▶ **TASK ITEM**
Each record below should be printed exactly as it was written.

Natural-language object grounding data
============================================================
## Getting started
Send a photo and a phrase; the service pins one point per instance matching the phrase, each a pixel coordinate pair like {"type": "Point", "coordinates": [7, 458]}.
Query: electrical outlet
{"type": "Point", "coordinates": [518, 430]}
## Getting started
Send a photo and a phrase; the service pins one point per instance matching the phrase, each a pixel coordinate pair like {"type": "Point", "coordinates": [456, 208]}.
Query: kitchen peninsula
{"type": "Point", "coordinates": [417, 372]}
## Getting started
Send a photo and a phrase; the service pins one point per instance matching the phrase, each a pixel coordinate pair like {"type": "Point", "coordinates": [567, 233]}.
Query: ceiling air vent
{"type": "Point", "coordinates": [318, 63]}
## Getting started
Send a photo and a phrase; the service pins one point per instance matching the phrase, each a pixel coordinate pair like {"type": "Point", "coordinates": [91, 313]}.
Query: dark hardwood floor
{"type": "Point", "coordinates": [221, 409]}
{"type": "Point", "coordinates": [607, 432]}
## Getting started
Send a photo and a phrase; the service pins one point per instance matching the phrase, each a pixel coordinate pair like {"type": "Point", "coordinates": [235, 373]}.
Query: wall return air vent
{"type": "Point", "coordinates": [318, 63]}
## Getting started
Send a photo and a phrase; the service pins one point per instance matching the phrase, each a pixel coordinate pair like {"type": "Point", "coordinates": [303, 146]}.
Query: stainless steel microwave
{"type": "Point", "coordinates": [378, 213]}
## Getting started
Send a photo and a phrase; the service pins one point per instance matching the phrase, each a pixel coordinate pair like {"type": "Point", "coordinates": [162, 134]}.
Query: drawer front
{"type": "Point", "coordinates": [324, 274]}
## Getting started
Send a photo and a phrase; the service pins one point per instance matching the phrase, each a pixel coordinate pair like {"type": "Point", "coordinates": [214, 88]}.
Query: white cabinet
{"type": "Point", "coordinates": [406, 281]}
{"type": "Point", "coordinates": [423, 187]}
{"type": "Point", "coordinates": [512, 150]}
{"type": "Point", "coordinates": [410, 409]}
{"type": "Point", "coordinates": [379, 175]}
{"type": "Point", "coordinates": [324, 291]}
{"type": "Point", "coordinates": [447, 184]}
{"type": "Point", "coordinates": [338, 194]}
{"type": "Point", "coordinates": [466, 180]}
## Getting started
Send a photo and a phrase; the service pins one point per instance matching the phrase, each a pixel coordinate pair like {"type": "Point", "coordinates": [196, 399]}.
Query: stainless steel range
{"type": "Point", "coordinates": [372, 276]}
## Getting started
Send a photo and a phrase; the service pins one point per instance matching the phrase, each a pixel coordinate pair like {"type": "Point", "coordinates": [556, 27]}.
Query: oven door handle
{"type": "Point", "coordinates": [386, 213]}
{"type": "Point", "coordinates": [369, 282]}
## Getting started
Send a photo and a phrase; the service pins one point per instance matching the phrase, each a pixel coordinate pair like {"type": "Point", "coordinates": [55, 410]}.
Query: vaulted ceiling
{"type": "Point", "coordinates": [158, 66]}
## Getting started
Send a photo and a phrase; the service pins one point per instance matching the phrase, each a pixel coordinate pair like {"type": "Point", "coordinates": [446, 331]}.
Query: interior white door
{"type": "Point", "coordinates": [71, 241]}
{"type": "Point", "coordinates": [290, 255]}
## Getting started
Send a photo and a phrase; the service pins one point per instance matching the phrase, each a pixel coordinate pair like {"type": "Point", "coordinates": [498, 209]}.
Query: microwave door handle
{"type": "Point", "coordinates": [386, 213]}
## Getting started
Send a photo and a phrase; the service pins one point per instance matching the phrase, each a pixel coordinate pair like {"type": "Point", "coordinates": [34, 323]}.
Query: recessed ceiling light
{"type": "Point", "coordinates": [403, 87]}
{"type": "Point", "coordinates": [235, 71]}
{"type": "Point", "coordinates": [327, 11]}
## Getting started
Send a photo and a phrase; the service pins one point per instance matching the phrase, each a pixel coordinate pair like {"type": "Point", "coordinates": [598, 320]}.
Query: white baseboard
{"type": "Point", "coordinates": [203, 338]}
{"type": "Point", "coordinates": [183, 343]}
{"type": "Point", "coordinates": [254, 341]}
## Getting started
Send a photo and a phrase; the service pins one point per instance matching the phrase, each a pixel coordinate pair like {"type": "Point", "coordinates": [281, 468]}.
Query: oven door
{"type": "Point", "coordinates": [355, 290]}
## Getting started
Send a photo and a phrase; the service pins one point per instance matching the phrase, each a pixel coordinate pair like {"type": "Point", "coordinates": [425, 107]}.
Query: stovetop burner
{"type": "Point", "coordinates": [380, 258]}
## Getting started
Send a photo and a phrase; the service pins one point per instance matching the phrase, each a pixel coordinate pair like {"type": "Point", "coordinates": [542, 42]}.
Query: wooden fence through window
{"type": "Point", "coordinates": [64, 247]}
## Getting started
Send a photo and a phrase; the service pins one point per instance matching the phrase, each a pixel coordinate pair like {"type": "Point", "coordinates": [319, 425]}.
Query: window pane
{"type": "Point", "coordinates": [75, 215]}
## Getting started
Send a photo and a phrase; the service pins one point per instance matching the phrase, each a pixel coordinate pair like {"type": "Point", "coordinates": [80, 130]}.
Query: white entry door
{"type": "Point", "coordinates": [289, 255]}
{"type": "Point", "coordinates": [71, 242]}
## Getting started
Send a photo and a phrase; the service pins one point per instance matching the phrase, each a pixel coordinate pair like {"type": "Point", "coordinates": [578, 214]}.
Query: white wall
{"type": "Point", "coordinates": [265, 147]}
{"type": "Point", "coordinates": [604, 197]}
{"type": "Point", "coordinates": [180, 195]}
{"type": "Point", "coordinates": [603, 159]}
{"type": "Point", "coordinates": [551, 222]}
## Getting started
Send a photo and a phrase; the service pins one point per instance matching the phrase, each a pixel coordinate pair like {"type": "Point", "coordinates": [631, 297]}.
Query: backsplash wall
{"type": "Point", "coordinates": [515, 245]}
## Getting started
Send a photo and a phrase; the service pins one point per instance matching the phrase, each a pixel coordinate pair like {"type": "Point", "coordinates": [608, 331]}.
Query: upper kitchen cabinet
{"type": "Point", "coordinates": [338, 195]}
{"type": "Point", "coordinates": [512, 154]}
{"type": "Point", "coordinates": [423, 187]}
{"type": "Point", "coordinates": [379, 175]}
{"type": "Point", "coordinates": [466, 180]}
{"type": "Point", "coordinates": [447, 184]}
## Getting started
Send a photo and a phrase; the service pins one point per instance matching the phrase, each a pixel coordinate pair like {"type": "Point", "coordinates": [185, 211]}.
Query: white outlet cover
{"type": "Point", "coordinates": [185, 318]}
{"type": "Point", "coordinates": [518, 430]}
============================================================
▶ **RESPONSE TO THE EXERCISE**
## Getting started
Send a photo and a phrase; the service pins one point per instance matching the phrase, each a pixel coordinate pair like {"type": "Point", "coordinates": [7, 458]}.
Query: electrical outlet
{"type": "Point", "coordinates": [518, 430]}
## Getting started
Send a photo and a phrase; the service pins one point per instance matching the phrase, each a pixel coordinate pair like {"type": "Point", "coordinates": [456, 208]}.
Query: kitchen peninsula
{"type": "Point", "coordinates": [417, 372]}
## Getting started
Send a photo and a phrase; the service pins one point per instance matching the phrase, each a pixel coordinate pair like {"type": "Point", "coordinates": [567, 233]}.
Query: ceiling air vent
{"type": "Point", "coordinates": [318, 63]}
## Getting started
Send a photo and a phrase; the service pins one point per instance matching the phrase, each a pixel coordinate pair like {"type": "Point", "coordinates": [91, 313]}.
Query: dark hardwood floor
{"type": "Point", "coordinates": [221, 409]}
{"type": "Point", "coordinates": [607, 432]}
## Getting started
Send a photo and a phrase; the service pins one point per instance matching the phrase, each a pixel coordinate pair like {"type": "Point", "coordinates": [235, 373]}.
Query: wall return air vent
{"type": "Point", "coordinates": [318, 63]}
## Getting started
Send a photo and a phrase; the service pins one point per instance matching the phrase, each a pixel coordinate pair like {"type": "Point", "coordinates": [303, 146]}.
Query: stainless steel microwave
{"type": "Point", "coordinates": [378, 213]}
## Getting started
Send a photo and a phrase; the service pins one point per instance matching the phrase, each a pixel coordinate pair like {"type": "Point", "coordinates": [162, 134]}.
Query: drawer front
{"type": "Point", "coordinates": [324, 274]}
## Getting started
Send a photo and a phrase; the service pins one point per instance matching the phrase, each a pixel coordinate pair like {"type": "Point", "coordinates": [214, 88]}.
Query: white cabinet
{"type": "Point", "coordinates": [406, 281]}
{"type": "Point", "coordinates": [423, 187]}
{"type": "Point", "coordinates": [512, 150]}
{"type": "Point", "coordinates": [410, 409]}
{"type": "Point", "coordinates": [379, 175]}
{"type": "Point", "coordinates": [324, 291]}
{"type": "Point", "coordinates": [447, 184]}
{"type": "Point", "coordinates": [338, 194]}
{"type": "Point", "coordinates": [466, 180]}
## Getting started
Send a photo and a phrase; the service pins one point per instance matching the phrase, each a pixel coordinate pair like {"type": "Point", "coordinates": [196, 399]}.
Query: stainless steel range
{"type": "Point", "coordinates": [372, 276]}
## Getting started
Send a photo and a phrase; the service pins one point per instance matching the phrase, each a pixel coordinate pair like {"type": "Point", "coordinates": [556, 27]}.
Query: oven door handle
{"type": "Point", "coordinates": [386, 213]}
{"type": "Point", "coordinates": [369, 282]}
## Getting started
Send a photo and a phrase; the service pins one point per instance matching the phrase, each a pixel coordinate pair like {"type": "Point", "coordinates": [55, 410]}.
Query: vaulted ceiling
{"type": "Point", "coordinates": [158, 66]}
## Getting started
Send a photo and a phrase; the service pins one point per instance matching the phrase, each a pixel coordinate pair like {"type": "Point", "coordinates": [446, 331]}.
Query: interior white door
{"type": "Point", "coordinates": [71, 241]}
{"type": "Point", "coordinates": [290, 255]}
## Getting started
Send a photo and a phrase; the service pins one point per instance matching the phrase, each a pixel coordinate pair like {"type": "Point", "coordinates": [498, 209]}.
Query: microwave door handle
{"type": "Point", "coordinates": [386, 213]}
## Getting started
Send a photo and a phrase; the service pins one point per instance matching the phrase, each a pixel coordinate pair like {"type": "Point", "coordinates": [34, 323]}.
Query: recessed ceiling light
{"type": "Point", "coordinates": [403, 87]}
{"type": "Point", "coordinates": [235, 71]}
{"type": "Point", "coordinates": [327, 11]}
## Getting started
Send a photo and a phrase; the service pins one point per instance matching the phrase, each a pixel coordinate pair like {"type": "Point", "coordinates": [598, 320]}.
Query: white baseboard
{"type": "Point", "coordinates": [203, 338]}
{"type": "Point", "coordinates": [183, 343]}
{"type": "Point", "coordinates": [254, 341]}
## Getting started
Send a photo and a phrase; the service pins one point per instance matching the phrase, each a pixel coordinate pair like {"type": "Point", "coordinates": [281, 468]}.
Query: oven door
{"type": "Point", "coordinates": [355, 290]}
## Getting started
Send a photo and a phrase; the service pins one point per instance matching the phrase, each a pixel coordinate pair like {"type": "Point", "coordinates": [425, 107]}.
Query: stovetop burner
{"type": "Point", "coordinates": [380, 258]}
## Getting started
Send a photo and a phrase; the service pins one point per instance matching the phrase, each a pixel coordinate pair like {"type": "Point", "coordinates": [542, 42]}.
Query: wooden fence through window
{"type": "Point", "coordinates": [64, 247]}
## Getting started
Send a photo and a phrase; the service pins one point per instance matching the phrase, each a pixel coordinate pair like {"type": "Point", "coordinates": [319, 425]}.
Query: window pane
{"type": "Point", "coordinates": [75, 215]}
## Getting started
Send a photo and a phrase; the service pins one point per instance matching the phrase, each a pixel coordinate pair like {"type": "Point", "coordinates": [80, 130]}.
Query: white entry door
{"type": "Point", "coordinates": [289, 255]}
{"type": "Point", "coordinates": [71, 242]}
## Getting started
Send a photo and a phrase; the service pins one point per instance matching the phrase, each a pixel coordinate pair like {"type": "Point", "coordinates": [578, 214]}.
Query: white wall
{"type": "Point", "coordinates": [265, 147]}
{"type": "Point", "coordinates": [604, 197]}
{"type": "Point", "coordinates": [180, 195]}
{"type": "Point", "coordinates": [603, 159]}
{"type": "Point", "coordinates": [551, 222]}
## Getting started
Send a photo and a phrase; the service pins one point per instance matching the phrase, each a pixel coordinate pair like {"type": "Point", "coordinates": [631, 297]}.
Query: backsplash wall
{"type": "Point", "coordinates": [515, 245]}
## Getting started
Send a photo and a phrase; the service pins one point per instance matching the phrase, each a pixel coordinate pair like {"type": "Point", "coordinates": [608, 331]}.
Query: upper kitchen cabinet
{"type": "Point", "coordinates": [338, 195]}
{"type": "Point", "coordinates": [512, 154]}
{"type": "Point", "coordinates": [423, 187]}
{"type": "Point", "coordinates": [379, 175]}
{"type": "Point", "coordinates": [466, 180]}
{"type": "Point", "coordinates": [447, 184]}
## Getting started
Send a photo and a phrase; the service pins one point per instance matching the phrase, each a pixel coordinate pair like {"type": "Point", "coordinates": [185, 211]}.
Query: white outlet cover
{"type": "Point", "coordinates": [185, 318]}
{"type": "Point", "coordinates": [518, 430]}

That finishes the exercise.